(Beginning of Supplied records)

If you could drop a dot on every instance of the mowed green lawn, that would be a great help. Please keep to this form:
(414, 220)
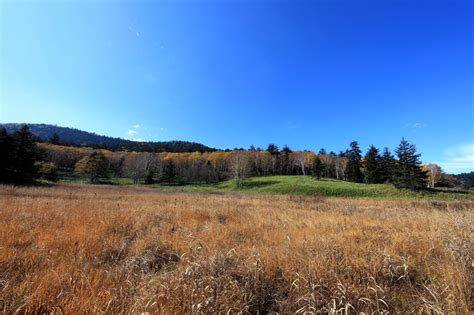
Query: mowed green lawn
(306, 185)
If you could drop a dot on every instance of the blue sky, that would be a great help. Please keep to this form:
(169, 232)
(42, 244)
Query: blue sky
(308, 74)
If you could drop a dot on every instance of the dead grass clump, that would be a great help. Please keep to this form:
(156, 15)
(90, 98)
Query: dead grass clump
(99, 249)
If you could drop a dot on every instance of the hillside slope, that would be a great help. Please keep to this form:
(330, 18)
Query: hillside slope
(76, 137)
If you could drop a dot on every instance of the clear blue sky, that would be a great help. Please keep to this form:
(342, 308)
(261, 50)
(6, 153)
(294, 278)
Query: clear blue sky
(309, 74)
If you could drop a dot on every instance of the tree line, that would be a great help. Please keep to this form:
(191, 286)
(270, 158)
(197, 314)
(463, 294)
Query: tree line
(24, 160)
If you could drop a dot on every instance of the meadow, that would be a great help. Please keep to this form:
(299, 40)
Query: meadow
(298, 185)
(133, 249)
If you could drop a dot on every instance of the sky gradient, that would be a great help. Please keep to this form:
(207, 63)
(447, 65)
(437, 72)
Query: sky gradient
(308, 74)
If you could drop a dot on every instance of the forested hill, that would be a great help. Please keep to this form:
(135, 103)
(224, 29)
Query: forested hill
(76, 137)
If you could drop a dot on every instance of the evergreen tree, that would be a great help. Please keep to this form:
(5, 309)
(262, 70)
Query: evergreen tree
(54, 139)
(387, 166)
(169, 174)
(318, 167)
(285, 160)
(353, 172)
(6, 148)
(408, 173)
(94, 167)
(23, 156)
(372, 165)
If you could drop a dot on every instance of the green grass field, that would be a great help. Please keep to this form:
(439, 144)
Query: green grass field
(297, 185)
(306, 185)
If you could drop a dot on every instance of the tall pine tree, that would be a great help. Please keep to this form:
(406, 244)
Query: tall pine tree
(23, 156)
(318, 167)
(372, 166)
(387, 166)
(353, 172)
(408, 173)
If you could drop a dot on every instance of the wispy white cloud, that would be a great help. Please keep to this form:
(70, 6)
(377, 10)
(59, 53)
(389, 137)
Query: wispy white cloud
(415, 126)
(290, 125)
(458, 159)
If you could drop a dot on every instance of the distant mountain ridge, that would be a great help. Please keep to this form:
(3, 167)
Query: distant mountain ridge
(76, 137)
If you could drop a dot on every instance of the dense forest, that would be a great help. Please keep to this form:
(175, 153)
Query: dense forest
(75, 137)
(24, 160)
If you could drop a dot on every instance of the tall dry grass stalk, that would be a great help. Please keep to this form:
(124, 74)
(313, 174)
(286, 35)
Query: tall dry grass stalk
(77, 249)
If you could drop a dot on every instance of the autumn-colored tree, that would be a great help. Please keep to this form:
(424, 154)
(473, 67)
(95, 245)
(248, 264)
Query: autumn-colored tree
(93, 167)
(47, 170)
(239, 164)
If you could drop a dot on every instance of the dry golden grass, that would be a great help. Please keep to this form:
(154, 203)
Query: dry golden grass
(95, 249)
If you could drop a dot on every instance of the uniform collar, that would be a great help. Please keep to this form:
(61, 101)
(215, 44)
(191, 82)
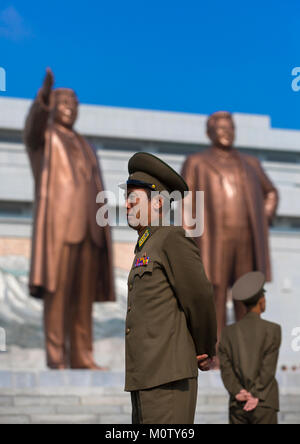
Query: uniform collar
(252, 315)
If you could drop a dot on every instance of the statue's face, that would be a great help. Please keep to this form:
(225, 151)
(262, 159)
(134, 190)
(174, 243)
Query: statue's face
(222, 135)
(66, 110)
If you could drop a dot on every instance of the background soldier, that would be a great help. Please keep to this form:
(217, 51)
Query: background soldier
(248, 354)
(71, 263)
(171, 316)
(240, 203)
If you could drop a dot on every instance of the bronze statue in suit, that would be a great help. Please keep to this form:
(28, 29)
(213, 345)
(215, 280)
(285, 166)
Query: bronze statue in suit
(71, 263)
(240, 203)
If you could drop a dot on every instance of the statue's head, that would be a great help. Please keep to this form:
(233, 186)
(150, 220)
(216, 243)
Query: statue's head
(220, 129)
(65, 106)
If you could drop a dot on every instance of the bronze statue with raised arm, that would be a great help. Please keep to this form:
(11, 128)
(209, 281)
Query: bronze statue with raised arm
(240, 203)
(71, 263)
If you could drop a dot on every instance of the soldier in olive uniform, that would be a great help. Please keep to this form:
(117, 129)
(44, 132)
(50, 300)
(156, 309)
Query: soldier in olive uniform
(248, 354)
(171, 320)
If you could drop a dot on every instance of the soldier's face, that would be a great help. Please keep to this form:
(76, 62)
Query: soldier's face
(138, 207)
(66, 110)
(142, 210)
(222, 135)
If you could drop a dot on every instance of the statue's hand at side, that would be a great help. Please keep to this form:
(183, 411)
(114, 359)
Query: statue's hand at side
(47, 86)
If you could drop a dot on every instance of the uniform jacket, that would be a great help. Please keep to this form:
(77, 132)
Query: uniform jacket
(201, 173)
(56, 192)
(171, 314)
(248, 354)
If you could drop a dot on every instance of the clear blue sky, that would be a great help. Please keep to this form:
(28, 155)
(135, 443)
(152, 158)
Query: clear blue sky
(189, 56)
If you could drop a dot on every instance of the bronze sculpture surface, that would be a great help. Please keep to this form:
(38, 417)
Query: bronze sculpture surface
(71, 263)
(240, 203)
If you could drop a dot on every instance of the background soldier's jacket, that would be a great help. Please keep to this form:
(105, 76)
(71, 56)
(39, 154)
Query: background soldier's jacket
(171, 313)
(248, 354)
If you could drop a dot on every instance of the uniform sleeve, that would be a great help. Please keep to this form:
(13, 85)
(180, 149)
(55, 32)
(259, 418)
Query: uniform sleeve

(End of Supplied records)

The lines to be transcribed are those from the first line of the data above through the line holding "of the dead", inclusive; copy them exactly and only, leaving out the pictures.

■ Solution to this exercise ■
If you could drop a dot on every instance of the mowed green lawn, that would be a great help. Please keep to this form:
(414, 220)
Query: mowed green lawn
(306, 185)
If you could drop a dot on every instance of the blue sky, that would be a great help. Please keep to this form:
(169, 232)
(42, 244)
Query: blue sky
(308, 74)
If you could drop a dot on every instance of the dead grass clump, that would be a great help. Please keep to this form:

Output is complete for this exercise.